◆ Consigne
Rédigez la suite du texte sur le dynamic-clamp en reprenant juste après la légende de la Figure 1.

::: Texte fourni

Alain Destexhe
Le « dynamic-clamp » : quand les modèles théoriques interagissent directement avec des neurones vivants pour en révéler les propriétés intégratives
Référence 1 Version 1 Date 01/12/2011
Texte / Introduction
Introduction

L'objet de cet article est de donner un aperçu des possibilités de la technique de « dynamic-clamp », par laquelle des modèles théoriques sont mis en interaction directe avec des cellules vivantes. Cette technique est illustrée par l'étude des états de haute conductance des neurones du cortex cérébral. Elle ouvre la voie à de nouveaux paradigmes d'investigation des propriétés intégratives des neurones, où la théorie et l'expérience ne peuvent plus être dissociées.

Le dynamic-clamp

Le principe du dynamic-clamp (« imposition dynamique » en anglais) est le suivant : le potentiel de membrane des neurones varie suivant l'activation ou la désactivation de conductances membranaires. Pour interagir avec le neurone de façon « naturelle », il faut donc idéalement soit altérer les conductances existantes, ou bien ajouter ou retirer des conductances dans la membrane du neurone. Malheureusement, ajouter ou soustraire une conductance est une opération difficile, parce que ces conductances sont associées aux canaux ioniques, qui laissent passer sélectivement certains types d'ions au travers de la membrane. Une alternative est d'injecter un courant, généré par ordinateur, et qui mime en détail le courant ionique de conductances membranaires, c'est le principe du dynamic-clamp.

La technique d'enregistrement intracellulaire (illustrée à la Figure 1) permet d'enregistrer le potentiel V(t), et d'injecter un courant I(t). Pour une conductance donnée G(t), le courant est donné par la loi d'Ohm :

I(t) = G(t) * [V(t)-E]

où E est, pour cette conductance, le potentiel d'équilibre de la membrane lorsqu'aucun courant ne la traverse (potentiel d'équilibre de Nernst).

Figure 1 : Enregistrement intracellulaire d'un neurone au moyen d'une micropipette (en vert). L'enregistrement permet physiquement de lire le potentiel de membrane Vm(t) tout en injectant simultanément un courant I(t)

::::::
::: Données sources

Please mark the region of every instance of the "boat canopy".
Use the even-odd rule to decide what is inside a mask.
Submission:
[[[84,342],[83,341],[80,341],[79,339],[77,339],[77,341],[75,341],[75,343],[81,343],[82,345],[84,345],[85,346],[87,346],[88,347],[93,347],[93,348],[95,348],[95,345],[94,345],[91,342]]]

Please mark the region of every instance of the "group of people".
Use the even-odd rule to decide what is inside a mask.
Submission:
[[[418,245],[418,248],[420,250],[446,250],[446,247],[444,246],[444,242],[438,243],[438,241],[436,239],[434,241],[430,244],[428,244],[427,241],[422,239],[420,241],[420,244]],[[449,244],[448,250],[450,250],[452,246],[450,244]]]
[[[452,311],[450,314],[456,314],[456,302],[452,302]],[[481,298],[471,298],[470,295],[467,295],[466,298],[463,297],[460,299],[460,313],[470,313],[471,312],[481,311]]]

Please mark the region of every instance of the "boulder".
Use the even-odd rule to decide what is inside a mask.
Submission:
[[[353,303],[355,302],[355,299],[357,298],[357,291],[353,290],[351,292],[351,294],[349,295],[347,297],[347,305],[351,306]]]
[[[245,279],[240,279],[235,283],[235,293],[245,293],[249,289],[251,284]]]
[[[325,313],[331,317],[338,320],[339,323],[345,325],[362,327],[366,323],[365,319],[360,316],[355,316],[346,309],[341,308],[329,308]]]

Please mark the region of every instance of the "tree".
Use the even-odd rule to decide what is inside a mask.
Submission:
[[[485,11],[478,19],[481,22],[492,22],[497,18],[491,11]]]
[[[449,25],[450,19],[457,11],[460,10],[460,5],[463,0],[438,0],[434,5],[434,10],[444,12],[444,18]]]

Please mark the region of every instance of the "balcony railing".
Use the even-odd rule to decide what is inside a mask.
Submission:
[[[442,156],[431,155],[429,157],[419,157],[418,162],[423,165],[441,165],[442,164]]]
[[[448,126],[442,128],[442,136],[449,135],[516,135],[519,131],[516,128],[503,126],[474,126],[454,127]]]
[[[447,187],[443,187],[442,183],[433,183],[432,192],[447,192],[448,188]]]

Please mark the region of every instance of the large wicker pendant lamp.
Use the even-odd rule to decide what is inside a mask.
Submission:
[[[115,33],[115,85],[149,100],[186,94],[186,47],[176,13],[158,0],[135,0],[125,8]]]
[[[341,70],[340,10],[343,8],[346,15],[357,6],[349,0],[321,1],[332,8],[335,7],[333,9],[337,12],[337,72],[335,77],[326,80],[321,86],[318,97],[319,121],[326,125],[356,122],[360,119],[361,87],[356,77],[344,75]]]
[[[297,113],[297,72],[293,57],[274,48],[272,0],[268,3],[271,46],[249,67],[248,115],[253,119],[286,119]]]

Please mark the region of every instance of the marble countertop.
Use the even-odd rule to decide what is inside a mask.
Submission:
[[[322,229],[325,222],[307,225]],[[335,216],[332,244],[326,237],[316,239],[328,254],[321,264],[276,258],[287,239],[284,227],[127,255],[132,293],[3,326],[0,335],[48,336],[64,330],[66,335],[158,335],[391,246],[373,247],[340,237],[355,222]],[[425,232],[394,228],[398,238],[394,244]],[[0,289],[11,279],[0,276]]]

::::::
::: Données sources

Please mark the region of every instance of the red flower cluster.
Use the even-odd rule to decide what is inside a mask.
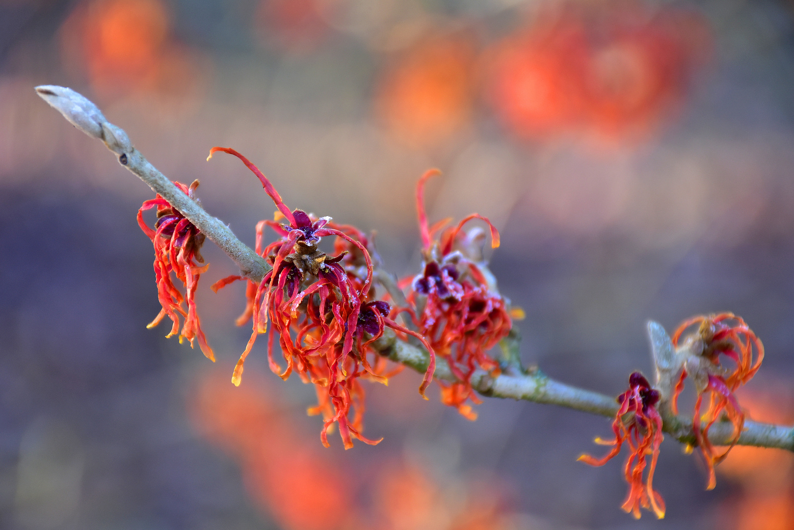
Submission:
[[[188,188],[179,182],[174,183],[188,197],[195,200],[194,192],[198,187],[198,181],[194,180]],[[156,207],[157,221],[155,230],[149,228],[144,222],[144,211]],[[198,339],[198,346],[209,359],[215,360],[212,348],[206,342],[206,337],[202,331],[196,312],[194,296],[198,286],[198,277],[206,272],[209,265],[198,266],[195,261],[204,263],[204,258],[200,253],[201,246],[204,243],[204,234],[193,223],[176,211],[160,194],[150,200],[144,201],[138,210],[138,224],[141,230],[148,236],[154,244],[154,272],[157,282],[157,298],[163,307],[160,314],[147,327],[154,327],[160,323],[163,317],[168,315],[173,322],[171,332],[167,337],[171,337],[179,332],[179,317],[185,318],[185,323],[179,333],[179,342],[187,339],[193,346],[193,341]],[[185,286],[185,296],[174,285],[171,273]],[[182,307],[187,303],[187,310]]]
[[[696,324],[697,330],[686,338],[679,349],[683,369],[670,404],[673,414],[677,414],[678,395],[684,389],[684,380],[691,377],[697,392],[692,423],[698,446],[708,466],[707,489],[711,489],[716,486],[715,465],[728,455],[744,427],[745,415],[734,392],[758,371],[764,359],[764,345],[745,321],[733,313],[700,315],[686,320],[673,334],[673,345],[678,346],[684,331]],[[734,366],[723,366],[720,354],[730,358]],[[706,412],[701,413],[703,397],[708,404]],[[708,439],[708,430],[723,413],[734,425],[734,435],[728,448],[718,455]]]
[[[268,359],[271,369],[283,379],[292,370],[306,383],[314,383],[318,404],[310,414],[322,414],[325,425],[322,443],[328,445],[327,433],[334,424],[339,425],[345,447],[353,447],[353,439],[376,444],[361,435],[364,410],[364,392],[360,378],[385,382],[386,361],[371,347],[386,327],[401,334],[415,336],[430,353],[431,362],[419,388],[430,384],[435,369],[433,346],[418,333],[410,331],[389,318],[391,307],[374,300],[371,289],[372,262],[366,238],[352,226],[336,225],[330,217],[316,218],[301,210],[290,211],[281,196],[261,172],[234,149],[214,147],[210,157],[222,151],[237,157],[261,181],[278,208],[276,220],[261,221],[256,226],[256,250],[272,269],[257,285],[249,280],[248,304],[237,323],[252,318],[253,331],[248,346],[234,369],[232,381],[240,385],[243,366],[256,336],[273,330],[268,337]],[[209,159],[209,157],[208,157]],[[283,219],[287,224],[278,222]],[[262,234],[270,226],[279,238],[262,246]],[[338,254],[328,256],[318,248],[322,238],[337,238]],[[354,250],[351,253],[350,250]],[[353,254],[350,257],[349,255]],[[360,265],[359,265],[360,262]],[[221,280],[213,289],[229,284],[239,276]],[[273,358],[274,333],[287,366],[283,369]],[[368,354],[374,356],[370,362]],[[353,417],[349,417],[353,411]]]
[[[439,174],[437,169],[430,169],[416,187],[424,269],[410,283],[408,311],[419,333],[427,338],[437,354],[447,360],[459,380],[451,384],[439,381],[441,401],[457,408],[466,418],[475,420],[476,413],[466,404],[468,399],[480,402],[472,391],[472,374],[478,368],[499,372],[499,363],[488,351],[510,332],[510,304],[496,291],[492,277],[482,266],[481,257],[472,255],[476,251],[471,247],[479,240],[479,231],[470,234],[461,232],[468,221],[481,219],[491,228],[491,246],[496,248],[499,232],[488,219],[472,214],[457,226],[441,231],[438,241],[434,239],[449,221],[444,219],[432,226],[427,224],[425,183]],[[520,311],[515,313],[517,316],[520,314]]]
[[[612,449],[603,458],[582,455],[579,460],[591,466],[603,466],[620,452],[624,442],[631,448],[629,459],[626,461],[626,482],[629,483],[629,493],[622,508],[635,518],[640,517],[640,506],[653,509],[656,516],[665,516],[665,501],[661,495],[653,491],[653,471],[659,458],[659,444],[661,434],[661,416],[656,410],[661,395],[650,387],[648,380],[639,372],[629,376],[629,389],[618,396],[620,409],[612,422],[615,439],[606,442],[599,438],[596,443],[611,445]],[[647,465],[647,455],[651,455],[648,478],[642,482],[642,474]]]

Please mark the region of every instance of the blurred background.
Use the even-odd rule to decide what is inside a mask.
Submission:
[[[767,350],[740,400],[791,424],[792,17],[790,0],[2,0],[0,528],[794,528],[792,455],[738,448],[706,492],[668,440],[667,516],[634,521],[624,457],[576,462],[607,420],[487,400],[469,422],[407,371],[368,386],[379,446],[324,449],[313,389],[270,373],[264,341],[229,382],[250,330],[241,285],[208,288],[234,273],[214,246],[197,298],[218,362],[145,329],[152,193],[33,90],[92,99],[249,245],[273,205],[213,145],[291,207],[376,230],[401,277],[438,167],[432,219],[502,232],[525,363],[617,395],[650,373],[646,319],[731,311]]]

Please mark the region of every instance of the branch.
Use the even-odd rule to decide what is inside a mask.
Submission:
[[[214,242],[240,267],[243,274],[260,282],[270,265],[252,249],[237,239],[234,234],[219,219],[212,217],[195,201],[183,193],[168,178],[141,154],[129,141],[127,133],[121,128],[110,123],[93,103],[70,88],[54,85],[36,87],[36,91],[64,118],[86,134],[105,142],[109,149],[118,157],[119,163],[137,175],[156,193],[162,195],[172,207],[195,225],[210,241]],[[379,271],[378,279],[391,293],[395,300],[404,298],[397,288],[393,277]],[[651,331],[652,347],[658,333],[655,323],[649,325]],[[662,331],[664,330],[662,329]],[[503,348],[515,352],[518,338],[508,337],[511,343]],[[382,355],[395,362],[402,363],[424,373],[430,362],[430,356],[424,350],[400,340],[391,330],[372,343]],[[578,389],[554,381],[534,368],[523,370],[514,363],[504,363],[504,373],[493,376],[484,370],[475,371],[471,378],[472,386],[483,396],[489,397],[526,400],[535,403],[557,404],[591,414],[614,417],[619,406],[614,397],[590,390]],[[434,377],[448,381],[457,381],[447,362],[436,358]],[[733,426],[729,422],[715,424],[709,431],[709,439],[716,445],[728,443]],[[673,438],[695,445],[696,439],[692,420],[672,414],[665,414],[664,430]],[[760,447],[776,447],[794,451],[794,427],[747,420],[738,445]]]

::::::

◆ Réponse attendue
La difficulté technique réside dans le fait que si l'on veut ajouter une conductance G(t) dans un neurone, il faut calculer I(t) selon l'équation ci-dessus, mais l'injection de I(t) va elle-même modifier le potentiel V(t), ce qui modifie en retour I(t). La procédure est donc de lire le V, calculer I, injecter I, relire le V résultant, recalculer I, etc. En d'autres termes, il faut réaliser une boucle de rétroaction en temps réel avec la cellule. Le G(t) est en général calculé par un modèle théorique (par exemple résolution d'une équation différentielle), ce qui permet d'ajouter une ou plusieurs conductances dans un neurone. Ce principe de dynamic-clamp a été initialement introduit en physiologie des cellules cardiaques (1), et s'est ensuite généralisé à de nombreux domaines et il trouve la plupart de ses applications actuelles en neurobiologie (2)  (3)  (4) (pour une revue exhaustive voir (5) ).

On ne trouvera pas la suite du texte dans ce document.